- [SOURCE DOCUMENT]

══════════

Mexico. Oaxaca: Tlaxiaco, Río Ocotepec, en el arroyo Yute kuini (San Juan del Río Cuquila), carretera Tlaxiaco-Putla, 17°10'26.48"N, 97°46'17.29"W [17.174022°N, -97.771469°W], 1962 m a.s.l., 30 Mar 2021, M.G. Maldonado, L.G. Galván G. & R. Cerros T. 21 (♀ fl, fr) (holotype: HUMO-39855!, isotypes: MEXU!, UAMIZ!).

Diagnosis

Struthanthus ibe-dzi morphologically resembles S. deppeanus and S. quercicola in having epicortical roots on stems, similar leaf shapes, and inflorescences in racemes. However, the new taxon differs by its compressed nodes, stems, leaves, and inflorescence glaucous; leaf blade with base cuneate to oblique; staminate flowers 6–9 mm long with asymmetrical thecae and an extended horn-shaped apiculate connective in both anther series; and pistillate flowers with distally convoluted styles.

══════════

- [EXCERPTED DATA]
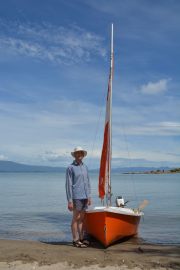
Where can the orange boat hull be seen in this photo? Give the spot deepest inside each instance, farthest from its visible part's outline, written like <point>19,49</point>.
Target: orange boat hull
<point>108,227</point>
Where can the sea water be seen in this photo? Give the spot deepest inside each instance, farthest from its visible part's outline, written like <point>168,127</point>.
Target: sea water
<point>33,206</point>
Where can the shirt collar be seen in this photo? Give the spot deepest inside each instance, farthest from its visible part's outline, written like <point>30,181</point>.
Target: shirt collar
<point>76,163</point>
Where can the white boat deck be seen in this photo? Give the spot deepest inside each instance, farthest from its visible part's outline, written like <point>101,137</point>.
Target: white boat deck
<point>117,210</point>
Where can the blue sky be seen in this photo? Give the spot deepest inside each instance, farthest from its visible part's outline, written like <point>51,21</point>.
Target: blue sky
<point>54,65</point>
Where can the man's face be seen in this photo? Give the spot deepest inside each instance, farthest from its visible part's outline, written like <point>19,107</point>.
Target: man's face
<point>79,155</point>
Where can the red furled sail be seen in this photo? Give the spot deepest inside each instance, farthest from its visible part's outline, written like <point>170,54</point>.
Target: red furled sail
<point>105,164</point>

══════════

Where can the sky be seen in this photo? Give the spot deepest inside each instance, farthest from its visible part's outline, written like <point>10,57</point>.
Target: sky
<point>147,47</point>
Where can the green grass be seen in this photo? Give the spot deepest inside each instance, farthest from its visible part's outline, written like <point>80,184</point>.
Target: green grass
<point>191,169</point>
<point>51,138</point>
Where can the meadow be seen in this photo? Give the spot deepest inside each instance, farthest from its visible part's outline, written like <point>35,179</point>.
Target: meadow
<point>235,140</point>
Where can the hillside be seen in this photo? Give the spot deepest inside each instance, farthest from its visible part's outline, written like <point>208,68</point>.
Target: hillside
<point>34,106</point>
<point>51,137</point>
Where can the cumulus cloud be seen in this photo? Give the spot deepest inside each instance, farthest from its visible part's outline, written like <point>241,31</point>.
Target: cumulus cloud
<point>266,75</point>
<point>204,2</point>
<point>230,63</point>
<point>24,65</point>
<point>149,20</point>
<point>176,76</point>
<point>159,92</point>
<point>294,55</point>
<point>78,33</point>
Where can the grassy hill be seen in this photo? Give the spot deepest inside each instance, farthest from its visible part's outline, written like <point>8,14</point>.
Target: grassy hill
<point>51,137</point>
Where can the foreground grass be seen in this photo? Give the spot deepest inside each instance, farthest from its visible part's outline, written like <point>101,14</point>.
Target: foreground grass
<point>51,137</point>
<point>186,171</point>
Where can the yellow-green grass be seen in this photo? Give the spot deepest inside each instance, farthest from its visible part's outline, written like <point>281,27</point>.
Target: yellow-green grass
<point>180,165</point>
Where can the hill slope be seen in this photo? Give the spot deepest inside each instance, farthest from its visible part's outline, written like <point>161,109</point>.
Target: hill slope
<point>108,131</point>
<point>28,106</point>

══════════

- [WHAT TO DO]
1. Reproduce the part of the species description that opens with the words containing "Struthanthus ibe-dzi morphologically" and closes with "distally convoluted styles.".
2. Answer these questions from the species description:
(a) What elevation is given for the collection site?
(b) Which two species does Struthanthus ibe-dzi morphologically resemble?
(c) How long are its staminate flowers?

- [RESULTS FOR EACH TASK]
1.
Struthanthus ibe-dzi morphologically resembles S. deppeanus and S. quercicola in having epicortical roots on stems, similar leaf shapes, and inflorescences in racemes. However, the new taxon differs by its compressed nodes, stems, leaves, and inflorescence glaucous; leaf blade with base cuneate to oblique; staminate flowers 6–9 mm long with asymmetrical thecae and an extended horn-shaped apiculate connective in both anther series; and pistillate flowers with distally convoluted styles.

2.
(a) 1962 m a.s.l.
(b) S. deppeanus and S. quercicola
(c) 6–9 mm long